MERS crisis: first comprehensive study in Africa
MERS coronavirus, a virus related to but not identical to SARS coronavirus, causes severe pneumonia with high fatality and is a global public health concern. Since its discovery in 2012, over 2,100 laboratory-confirmed cases have been reported with more than one-third of these being fatal.
An outbreak in South Korea in 2015 resulted in 186 cases and had a significant impact on the South Korean economy. The animal source of human infection is the dromedary camel. The virus is also found in camels across East, North and West Africa but humans have not known to acquire MERS from camels in Africa. The reason for this has remained unclear.
To investigate further a team of researchers from the University of Hong Kong led by Professor Malik Peiris (Croucher Senior Medical Research Fellowship 2005) and including Professor Leo Lit Man Poon (Croucher Senior Research Fellowship 2017, Scholarship 1996) , and Dr Kenrie Pui Yan Hui (Croucher Studentship 2006) designed a groundbreaking study.
The team coordinated and led a multi-national research consortium of scientists from multiple countries in Africa, Saudi Arabia, China, Europe and the USA to study MERS-coronaviruses in camels in West (Nigeria, Burkina Faso), North (Morocco) and East (Ethiopia) Africa. They coordinated the collection and analysis of 2,609 samples from camels in multiple African countries. They confirmed that MERS coronavirus infection was as common in camels in Africa as it was in Saudi Arabia. They found that the MERS coronaviruses from Africa were genetically very similar to, but distinct from, those in the Arabian Peninsula. Detailed investigation of viruses from West Africa showed that they had reduced ability to infect the human respiratory tract and to replicate in the lungs of mice made susceptible to MERS coronavirus infection. The researchers conclude that the MERS-coronaviruses from West Africa may pose a lower risk to humans.

Dataset entries:

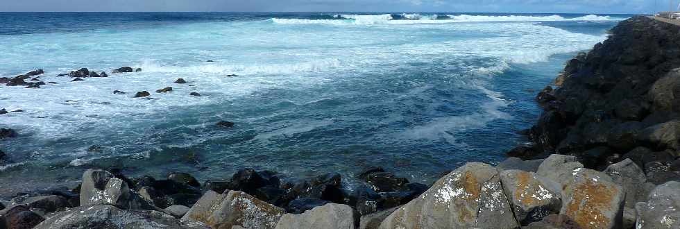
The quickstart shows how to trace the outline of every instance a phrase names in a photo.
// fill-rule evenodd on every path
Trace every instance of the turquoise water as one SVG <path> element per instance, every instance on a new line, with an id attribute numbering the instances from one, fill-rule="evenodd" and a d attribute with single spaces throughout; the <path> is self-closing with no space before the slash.
<path id="1" fill-rule="evenodd" d="M 58 83 L 0 86 L 0 108 L 25 110 L 0 116 L 20 135 L 0 140 L 0 193 L 92 167 L 201 180 L 337 171 L 350 185 L 378 165 L 430 183 L 502 160 L 538 115 L 532 90 L 628 17 L 0 13 L 0 76 L 43 69 Z M 123 66 L 143 71 L 110 74 Z M 81 67 L 110 77 L 56 76 Z M 133 98 L 142 90 L 153 99 Z"/>

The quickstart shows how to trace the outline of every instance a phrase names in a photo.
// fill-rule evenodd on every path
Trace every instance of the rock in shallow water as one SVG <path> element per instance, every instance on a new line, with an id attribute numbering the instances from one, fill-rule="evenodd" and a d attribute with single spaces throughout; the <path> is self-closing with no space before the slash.
<path id="1" fill-rule="evenodd" d="M 520 170 L 501 172 L 500 180 L 514 210 L 515 217 L 522 225 L 559 213 L 561 202 L 559 184 Z"/>
<path id="2" fill-rule="evenodd" d="M 126 211 L 112 205 L 79 207 L 59 212 L 36 229 L 74 228 L 205 228 L 202 223 L 181 221 L 156 211 Z"/>
<path id="3" fill-rule="evenodd" d="M 138 92 L 136 94 L 135 94 L 135 98 L 146 97 L 146 96 L 150 96 L 150 95 L 151 95 L 151 94 L 149 94 L 148 92 L 147 92 L 147 91 L 142 91 L 142 92 Z"/>
<path id="4" fill-rule="evenodd" d="M 390 214 L 380 228 L 516 228 L 498 172 L 470 162 Z"/>
<path id="5" fill-rule="evenodd" d="M 300 214 L 284 214 L 275 228 L 354 229 L 358 224 L 357 217 L 350 206 L 329 203 Z"/>
<path id="6" fill-rule="evenodd" d="M 208 191 L 182 217 L 203 222 L 212 228 L 274 228 L 285 213 L 280 207 L 258 200 L 243 192 L 224 194 Z"/>

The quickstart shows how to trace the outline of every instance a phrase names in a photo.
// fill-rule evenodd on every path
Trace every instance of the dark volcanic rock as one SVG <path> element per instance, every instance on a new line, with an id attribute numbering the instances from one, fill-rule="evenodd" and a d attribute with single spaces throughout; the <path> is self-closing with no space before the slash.
<path id="1" fill-rule="evenodd" d="M 172 92 L 172 87 L 167 87 L 163 89 L 159 89 L 156 90 L 156 93 L 165 93 L 168 92 Z"/>
<path id="2" fill-rule="evenodd" d="M 142 92 L 138 92 L 136 94 L 135 94 L 135 98 L 145 97 L 145 96 L 150 96 L 150 95 L 151 95 L 151 94 L 148 94 L 148 92 L 147 92 L 147 91 L 142 91 Z"/>
<path id="3" fill-rule="evenodd" d="M 71 71 L 71 73 L 69 74 L 69 76 L 73 78 L 88 77 L 90 76 L 90 70 L 86 68 L 82 68 L 80 70 Z"/>
<path id="4" fill-rule="evenodd" d="M 0 139 L 16 137 L 17 132 L 10 128 L 0 128 Z"/>
<path id="5" fill-rule="evenodd" d="M 318 198 L 300 198 L 289 203 L 285 208 L 286 212 L 288 212 L 288 213 L 300 214 L 305 212 L 306 210 L 312 210 L 318 206 L 323 206 L 329 203 L 330 202 Z"/>
<path id="6" fill-rule="evenodd" d="M 219 127 L 225 127 L 225 128 L 231 128 L 231 127 L 234 127 L 234 123 L 232 123 L 231 121 L 220 121 L 217 122 L 217 126 L 219 126 Z"/>
<path id="7" fill-rule="evenodd" d="M 201 183 L 191 174 L 187 173 L 174 172 L 168 175 L 168 180 L 189 186 L 201 187 Z"/>
<path id="8" fill-rule="evenodd" d="M 26 73 L 25 75 L 26 75 L 28 76 L 37 76 L 37 75 L 44 74 L 45 74 L 45 71 L 43 71 L 42 69 L 37 69 L 37 70 L 35 70 L 35 71 L 30 71 L 28 73 Z"/>
<path id="9" fill-rule="evenodd" d="M 111 71 L 112 73 L 133 72 L 133 69 L 130 67 L 124 67 Z"/>
<path id="10" fill-rule="evenodd" d="M 18 205 L 5 214 L 10 229 L 30 229 L 44 220 L 42 217 L 31 212 L 28 207 Z"/>
<path id="11" fill-rule="evenodd" d="M 366 176 L 366 183 L 377 192 L 405 191 L 409 180 L 398 178 L 389 172 L 373 173 Z"/>

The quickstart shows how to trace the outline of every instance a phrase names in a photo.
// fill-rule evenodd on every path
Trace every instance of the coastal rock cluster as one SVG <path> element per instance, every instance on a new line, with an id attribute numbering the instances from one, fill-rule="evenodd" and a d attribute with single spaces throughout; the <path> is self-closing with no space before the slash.
<path id="1" fill-rule="evenodd" d="M 527 166 L 536 162 L 538 167 Z M 201 184 L 185 173 L 171 173 L 164 180 L 130 179 L 117 171 L 89 169 L 76 189 L 19 194 L 3 203 L 0 228 L 680 226 L 680 183 L 655 185 L 630 159 L 604 171 L 585 168 L 575 156 L 557 154 L 537 161 L 512 158 L 496 167 L 470 162 L 426 190 L 409 189 L 411 183 L 400 180 L 404 178 L 381 170 L 366 172 L 384 180 L 364 180 L 366 186 L 348 194 L 335 173 L 283 183 L 272 171 L 243 169 L 229 180 Z M 386 189 L 376 191 L 379 186 Z M 395 200 L 396 196 L 402 198 Z"/>
<path id="2" fill-rule="evenodd" d="M 0 228 L 680 228 L 680 27 L 636 17 L 611 32 L 538 93 L 532 142 L 495 167 L 469 162 L 430 187 L 368 167 L 351 189 L 334 173 L 89 169 L 74 189 L 0 201 Z"/>

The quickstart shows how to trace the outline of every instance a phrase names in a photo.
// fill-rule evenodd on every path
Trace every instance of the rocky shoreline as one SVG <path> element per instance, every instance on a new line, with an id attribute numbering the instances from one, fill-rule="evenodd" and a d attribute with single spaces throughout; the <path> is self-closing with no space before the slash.
<path id="1" fill-rule="evenodd" d="M 352 190 L 337 173 L 287 183 L 245 169 L 201 183 L 181 172 L 129 178 L 90 169 L 77 187 L 0 201 L 0 229 L 679 228 L 679 37 L 680 27 L 646 17 L 621 22 L 538 94 L 544 112 L 525 131 L 530 143 L 496 167 L 470 162 L 431 187 L 380 167 L 357 174 L 363 184 Z M 39 87 L 40 71 L 0 81 Z M 65 76 L 97 77 L 86 69 Z"/>

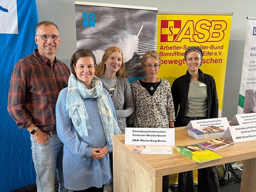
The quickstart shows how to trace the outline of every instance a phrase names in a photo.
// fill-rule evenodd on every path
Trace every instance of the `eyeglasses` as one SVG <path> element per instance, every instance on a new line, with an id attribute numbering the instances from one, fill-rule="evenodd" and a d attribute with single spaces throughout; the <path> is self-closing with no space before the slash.
<path id="1" fill-rule="evenodd" d="M 60 37 L 59 35 L 49 35 L 46 34 L 41 35 L 37 35 L 37 36 L 40 36 L 41 38 L 43 41 L 47 41 L 50 36 L 52 37 L 52 39 L 53 41 L 58 41 L 59 40 L 59 38 Z"/>
<path id="2" fill-rule="evenodd" d="M 157 65 L 157 64 L 155 64 L 153 65 L 144 65 L 148 69 L 151 69 L 152 68 L 152 67 L 154 67 L 154 68 L 155 68 L 155 69 L 159 69 L 159 67 L 160 67 L 160 65 Z"/>

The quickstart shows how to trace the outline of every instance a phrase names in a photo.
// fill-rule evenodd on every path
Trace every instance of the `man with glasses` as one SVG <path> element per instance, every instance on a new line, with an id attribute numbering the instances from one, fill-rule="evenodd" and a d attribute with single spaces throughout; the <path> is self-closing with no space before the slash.
<path id="1" fill-rule="evenodd" d="M 51 21 L 39 23 L 35 41 L 38 48 L 14 67 L 8 110 L 19 128 L 25 128 L 30 133 L 37 191 L 54 191 L 55 169 L 59 191 L 66 191 L 63 144 L 56 130 L 55 105 L 60 92 L 68 86 L 69 70 L 55 57 L 60 44 L 57 25 Z"/>

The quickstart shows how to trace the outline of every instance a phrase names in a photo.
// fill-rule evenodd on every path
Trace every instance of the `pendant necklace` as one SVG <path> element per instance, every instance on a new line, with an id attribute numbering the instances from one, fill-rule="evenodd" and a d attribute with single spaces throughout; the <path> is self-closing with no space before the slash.
<path id="1" fill-rule="evenodd" d="M 146 81 L 146 78 L 145 78 L 145 82 L 146 83 L 146 84 L 147 84 L 147 85 L 148 86 L 148 87 L 150 87 L 150 90 L 151 90 L 151 91 L 152 91 L 154 89 L 154 88 L 153 88 L 153 87 L 154 87 L 155 86 L 155 85 L 157 84 L 157 82 L 156 82 L 155 84 L 153 86 L 149 86 L 148 84 L 147 83 L 147 81 Z"/>

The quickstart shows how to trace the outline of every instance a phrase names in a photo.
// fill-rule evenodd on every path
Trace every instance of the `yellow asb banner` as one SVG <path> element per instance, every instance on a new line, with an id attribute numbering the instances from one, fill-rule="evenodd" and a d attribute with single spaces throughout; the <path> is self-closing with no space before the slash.
<path id="1" fill-rule="evenodd" d="M 200 47 L 204 54 L 200 69 L 215 80 L 219 110 L 222 106 L 231 15 L 159 14 L 158 16 L 157 47 L 162 64 L 158 77 L 168 80 L 171 86 L 175 79 L 186 74 L 185 51 L 190 46 Z"/>

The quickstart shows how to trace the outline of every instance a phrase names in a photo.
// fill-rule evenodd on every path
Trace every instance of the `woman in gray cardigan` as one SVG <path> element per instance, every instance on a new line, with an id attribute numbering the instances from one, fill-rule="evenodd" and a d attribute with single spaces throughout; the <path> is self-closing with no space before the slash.
<path id="1" fill-rule="evenodd" d="M 97 66 L 95 75 L 101 79 L 103 88 L 111 97 L 118 126 L 123 134 L 126 127 L 126 117 L 132 114 L 134 108 L 123 59 L 123 54 L 119 48 L 110 47 L 105 52 L 101 62 Z"/>

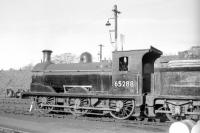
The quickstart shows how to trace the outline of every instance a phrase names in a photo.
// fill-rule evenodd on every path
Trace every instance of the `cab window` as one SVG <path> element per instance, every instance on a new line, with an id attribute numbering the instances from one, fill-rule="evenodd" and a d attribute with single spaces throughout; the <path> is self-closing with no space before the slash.
<path id="1" fill-rule="evenodd" d="M 128 57 L 119 58 L 119 71 L 128 71 Z"/>

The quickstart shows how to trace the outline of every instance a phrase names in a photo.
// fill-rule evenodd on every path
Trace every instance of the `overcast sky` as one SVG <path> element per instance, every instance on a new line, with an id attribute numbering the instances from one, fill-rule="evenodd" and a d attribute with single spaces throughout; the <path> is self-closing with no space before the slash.
<path id="1" fill-rule="evenodd" d="M 98 59 L 103 44 L 109 58 L 105 23 L 114 4 L 125 50 L 153 45 L 172 54 L 200 45 L 200 0 L 0 0 L 0 69 L 40 62 L 43 49 Z"/>

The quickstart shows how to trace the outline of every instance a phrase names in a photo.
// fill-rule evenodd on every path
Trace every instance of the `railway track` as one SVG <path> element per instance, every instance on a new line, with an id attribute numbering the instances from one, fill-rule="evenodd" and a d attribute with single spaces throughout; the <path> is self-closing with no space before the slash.
<path id="1" fill-rule="evenodd" d="M 41 113 L 39 111 L 30 112 L 31 101 L 29 99 L 16 98 L 0 98 L 0 114 L 13 114 L 26 116 L 31 118 L 49 118 L 49 119 L 75 119 L 87 121 L 115 122 L 116 124 L 126 127 L 152 127 L 166 129 L 171 124 L 170 122 L 151 121 L 149 119 L 139 120 L 117 120 L 109 116 L 73 116 L 64 112 Z"/>
<path id="2" fill-rule="evenodd" d="M 22 131 L 18 128 L 9 128 L 0 126 L 0 133 L 30 133 L 30 132 Z"/>

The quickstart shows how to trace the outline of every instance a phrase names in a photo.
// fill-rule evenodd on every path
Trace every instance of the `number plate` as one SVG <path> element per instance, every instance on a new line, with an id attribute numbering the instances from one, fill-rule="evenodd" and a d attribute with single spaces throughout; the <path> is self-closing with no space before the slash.
<path id="1" fill-rule="evenodd" d="M 136 83 L 134 81 L 115 81 L 115 87 L 135 87 Z"/>

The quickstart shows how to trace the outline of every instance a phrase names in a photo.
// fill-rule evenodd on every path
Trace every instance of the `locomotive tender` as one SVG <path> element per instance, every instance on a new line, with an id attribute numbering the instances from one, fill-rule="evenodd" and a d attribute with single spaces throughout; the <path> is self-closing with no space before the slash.
<path id="1" fill-rule="evenodd" d="M 43 62 L 32 70 L 30 92 L 22 94 L 41 111 L 110 113 L 116 119 L 160 115 L 169 120 L 199 119 L 198 63 L 154 69 L 162 55 L 154 47 L 114 51 L 112 62 L 92 62 L 86 52 L 79 63 L 53 64 L 51 53 L 43 51 Z"/>

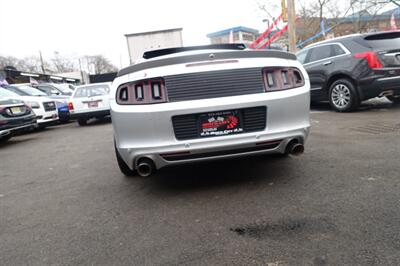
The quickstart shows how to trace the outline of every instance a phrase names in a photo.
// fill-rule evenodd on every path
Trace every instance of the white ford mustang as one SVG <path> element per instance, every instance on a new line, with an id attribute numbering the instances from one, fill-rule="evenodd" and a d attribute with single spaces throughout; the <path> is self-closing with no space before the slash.
<path id="1" fill-rule="evenodd" d="M 110 93 L 125 175 L 303 152 L 310 85 L 295 55 L 226 44 L 150 51 L 143 58 L 118 73 Z"/>

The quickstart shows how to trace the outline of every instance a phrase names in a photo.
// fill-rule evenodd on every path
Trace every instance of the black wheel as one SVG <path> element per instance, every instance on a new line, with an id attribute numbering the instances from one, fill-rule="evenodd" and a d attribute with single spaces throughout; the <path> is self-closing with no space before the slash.
<path id="1" fill-rule="evenodd" d="M 86 126 L 87 125 L 87 119 L 86 118 L 78 118 L 78 124 L 80 126 Z"/>
<path id="2" fill-rule="evenodd" d="M 11 135 L 11 134 L 8 134 L 8 135 L 6 135 L 6 136 L 0 137 L 0 143 L 1 143 L 1 142 L 6 142 L 7 140 L 9 140 L 9 139 L 11 139 L 11 138 L 12 138 L 12 135 Z"/>
<path id="3" fill-rule="evenodd" d="M 115 149 L 115 155 L 117 157 L 117 163 L 118 163 L 118 167 L 119 170 L 121 171 L 121 173 L 123 173 L 125 176 L 135 176 L 136 175 L 136 171 L 135 170 L 131 170 L 128 165 L 126 165 L 126 163 L 124 162 L 124 160 L 121 158 L 121 155 L 118 152 L 118 149 L 115 145 L 115 141 L 114 141 L 114 149 Z"/>
<path id="4" fill-rule="evenodd" d="M 394 97 L 394 96 L 386 96 L 389 101 L 391 101 L 394 104 L 400 104 L 400 96 Z"/>
<path id="5" fill-rule="evenodd" d="M 350 112 L 360 105 L 353 83 L 348 79 L 338 79 L 329 88 L 329 103 L 337 112 Z"/>

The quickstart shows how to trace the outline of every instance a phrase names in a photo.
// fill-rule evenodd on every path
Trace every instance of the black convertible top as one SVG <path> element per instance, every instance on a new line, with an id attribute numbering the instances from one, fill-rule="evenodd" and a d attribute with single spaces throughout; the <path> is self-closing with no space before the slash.
<path id="1" fill-rule="evenodd" d="M 210 45 L 199 45 L 199 46 L 187 46 L 187 47 L 174 47 L 165 48 L 145 52 L 143 54 L 144 59 L 150 59 L 163 55 L 175 54 L 180 52 L 195 51 L 195 50 L 244 50 L 246 45 L 243 43 L 224 43 L 224 44 L 210 44 Z"/>

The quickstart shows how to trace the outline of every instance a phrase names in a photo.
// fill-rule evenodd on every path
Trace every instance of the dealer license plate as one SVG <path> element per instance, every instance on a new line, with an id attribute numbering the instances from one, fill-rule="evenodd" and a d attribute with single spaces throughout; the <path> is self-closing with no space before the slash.
<path id="1" fill-rule="evenodd" d="M 13 114 L 20 114 L 20 113 L 22 113 L 21 107 L 11 107 L 10 109 L 11 109 L 11 112 L 12 112 Z"/>
<path id="2" fill-rule="evenodd" d="M 201 114 L 198 121 L 200 137 L 226 136 L 244 131 L 239 110 Z"/>
<path id="3" fill-rule="evenodd" d="M 88 106 L 89 106 L 89 108 L 98 107 L 99 106 L 99 102 L 89 102 Z"/>

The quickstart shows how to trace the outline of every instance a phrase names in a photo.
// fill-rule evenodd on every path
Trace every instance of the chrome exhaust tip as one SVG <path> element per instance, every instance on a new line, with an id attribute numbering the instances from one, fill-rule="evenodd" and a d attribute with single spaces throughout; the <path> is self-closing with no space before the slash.
<path id="1" fill-rule="evenodd" d="M 150 176 L 154 169 L 154 163 L 149 158 L 140 159 L 136 168 L 138 174 L 142 177 Z"/>
<path id="2" fill-rule="evenodd" d="M 290 154 L 294 156 L 299 156 L 304 153 L 304 145 L 300 143 L 296 143 L 292 145 L 290 149 Z"/>
<path id="3" fill-rule="evenodd" d="M 286 146 L 286 154 L 299 156 L 304 153 L 304 145 L 298 143 L 297 140 L 291 140 L 289 144 Z"/>

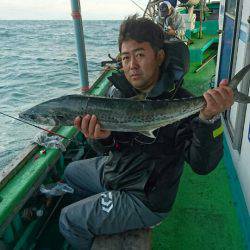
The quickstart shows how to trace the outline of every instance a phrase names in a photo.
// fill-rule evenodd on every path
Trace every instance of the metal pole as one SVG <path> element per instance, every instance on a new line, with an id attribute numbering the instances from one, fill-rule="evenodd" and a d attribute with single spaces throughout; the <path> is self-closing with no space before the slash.
<path id="1" fill-rule="evenodd" d="M 76 33 L 76 48 L 78 57 L 78 67 L 80 74 L 81 91 L 89 90 L 88 69 L 86 60 L 86 50 L 82 26 L 80 0 L 71 0 L 72 17 Z"/>

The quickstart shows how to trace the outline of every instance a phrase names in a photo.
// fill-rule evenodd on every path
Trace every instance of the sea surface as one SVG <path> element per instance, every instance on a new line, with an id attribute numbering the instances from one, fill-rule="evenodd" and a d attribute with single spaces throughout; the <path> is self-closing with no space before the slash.
<path id="1" fill-rule="evenodd" d="M 120 21 L 83 21 L 89 81 L 101 61 L 118 53 Z M 73 21 L 0 20 L 0 111 L 20 111 L 50 98 L 78 93 L 80 86 Z M 0 114 L 0 169 L 40 130 Z"/>

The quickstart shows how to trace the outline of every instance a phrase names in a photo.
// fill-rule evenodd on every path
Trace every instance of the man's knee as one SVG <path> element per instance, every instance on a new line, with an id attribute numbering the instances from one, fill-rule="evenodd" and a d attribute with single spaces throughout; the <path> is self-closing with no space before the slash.
<path id="1" fill-rule="evenodd" d="M 90 249 L 94 236 L 88 230 L 85 218 L 75 218 L 72 209 L 71 205 L 62 209 L 59 230 L 73 248 Z"/>

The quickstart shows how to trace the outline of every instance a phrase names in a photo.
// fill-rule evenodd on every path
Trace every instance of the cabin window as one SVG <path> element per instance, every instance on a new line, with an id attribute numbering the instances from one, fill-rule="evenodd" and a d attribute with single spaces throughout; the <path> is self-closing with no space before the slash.
<path id="1" fill-rule="evenodd" d="M 226 12 L 232 16 L 236 16 L 237 0 L 228 0 L 226 4 Z"/>

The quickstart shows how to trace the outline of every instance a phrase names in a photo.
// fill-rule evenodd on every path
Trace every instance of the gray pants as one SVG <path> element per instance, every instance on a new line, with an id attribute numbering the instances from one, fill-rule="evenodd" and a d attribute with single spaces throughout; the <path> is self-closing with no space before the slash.
<path id="1" fill-rule="evenodd" d="M 75 249 L 90 249 L 97 235 L 150 227 L 167 215 L 152 212 L 130 193 L 106 190 L 100 181 L 106 160 L 77 161 L 65 170 L 65 180 L 74 188 L 78 201 L 63 208 L 59 227 Z"/>

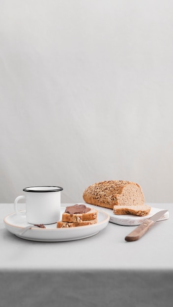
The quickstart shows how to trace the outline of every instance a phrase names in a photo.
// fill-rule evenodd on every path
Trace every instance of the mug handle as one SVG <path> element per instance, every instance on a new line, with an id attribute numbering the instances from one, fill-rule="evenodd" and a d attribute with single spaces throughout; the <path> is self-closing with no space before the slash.
<path id="1" fill-rule="evenodd" d="M 25 212 L 21 212 L 18 211 L 17 209 L 18 201 L 19 201 L 20 199 L 26 199 L 26 197 L 24 196 L 24 195 L 21 195 L 20 196 L 18 196 L 17 197 L 16 197 L 16 199 L 14 201 L 14 210 L 15 211 L 16 214 L 18 214 L 18 215 L 26 215 L 26 211 Z"/>

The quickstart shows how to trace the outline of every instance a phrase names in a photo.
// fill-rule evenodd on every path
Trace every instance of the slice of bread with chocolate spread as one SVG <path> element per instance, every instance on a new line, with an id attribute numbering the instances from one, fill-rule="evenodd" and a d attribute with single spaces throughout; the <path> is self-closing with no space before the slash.
<path id="1" fill-rule="evenodd" d="M 57 228 L 85 226 L 97 222 L 97 210 L 85 205 L 77 204 L 66 207 L 62 213 L 62 220 L 57 222 Z"/>

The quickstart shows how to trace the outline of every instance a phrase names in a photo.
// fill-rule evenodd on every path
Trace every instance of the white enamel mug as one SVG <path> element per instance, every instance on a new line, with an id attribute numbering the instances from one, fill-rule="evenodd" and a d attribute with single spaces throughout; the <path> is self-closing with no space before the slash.
<path id="1" fill-rule="evenodd" d="M 23 189 L 25 195 L 18 196 L 14 201 L 14 210 L 18 215 L 26 215 L 28 223 L 49 224 L 60 219 L 60 186 L 32 186 Z M 26 199 L 26 210 L 18 209 L 19 200 Z"/>

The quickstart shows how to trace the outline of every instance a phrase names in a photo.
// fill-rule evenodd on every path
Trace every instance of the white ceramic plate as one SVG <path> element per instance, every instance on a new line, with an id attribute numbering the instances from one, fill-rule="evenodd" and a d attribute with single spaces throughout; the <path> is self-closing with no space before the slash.
<path id="1" fill-rule="evenodd" d="M 65 210 L 65 207 L 61 207 L 61 215 Z M 57 223 L 55 223 L 45 225 L 46 229 L 38 228 L 29 229 L 22 235 L 20 233 L 21 230 L 30 225 L 27 223 L 25 216 L 17 215 L 13 213 L 6 216 L 3 221 L 8 230 L 22 239 L 44 242 L 60 242 L 84 239 L 96 234 L 106 227 L 109 219 L 110 216 L 107 213 L 98 210 L 97 224 L 71 228 L 57 228 Z"/>
<path id="2" fill-rule="evenodd" d="M 136 226 L 140 225 L 144 220 L 146 219 L 149 219 L 154 214 L 157 213 L 162 210 L 165 210 L 166 208 L 164 209 L 159 209 L 158 208 L 155 208 L 151 207 L 151 210 L 149 214 L 145 215 L 145 216 L 138 216 L 137 215 L 132 215 L 131 214 L 127 214 L 124 215 L 117 215 L 115 214 L 113 212 L 113 210 L 112 209 L 108 209 L 107 208 L 103 208 L 99 206 L 95 206 L 93 205 L 90 205 L 86 204 L 86 203 L 80 203 L 80 204 L 83 204 L 86 205 L 88 207 L 95 208 L 95 209 L 101 209 L 102 211 L 108 213 L 110 217 L 110 222 L 111 223 L 114 223 L 114 224 L 117 224 L 118 225 L 122 225 L 123 226 Z M 162 216 L 159 221 L 163 221 L 164 220 L 167 220 L 169 219 L 169 213 L 168 211 L 165 214 Z"/>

### Try it
Can you continue the article on the MERS coronavirus study in African camels from where it stops?

### Output
It is important to understand whether MERS coronaviruses in Africa pose a significant threat to human health. Over 70% of the global dromedary camel population is found in Africa. The study shows that these camels are as commonly infected by MERS-coronavirus as are camels in the Arabian Peninsula. If MERS coronaviruses from Africa are similar to those in the Arabian Peninsula in their risk to humans, current public health measures would have to be reassessed; advice to travellers to multiple African countries would need to be modified and doctors would need to be warned to be alert for MERS in travellers returning from Africa, as well as the Arabian Peninsula.
Prof Peiris who led the study says, “Although we found that MERS coronaviruses are as common in camels in Africa as in those in the Arabian Peninsula, the African viruses are genetically different; and in particular, the viruses from West Africa which we have studied in detail appear to be less able to infect the human respiratory tract.”
Prof Leo Poon says, “Our research suggests that West African MERS coronaviruses may pose lower threat to humans but more research is urgently needed on MERS coronaviruses in Africa, especially those from East Africa”.
The findings are published in Proceedings of the National Academy of Sciences.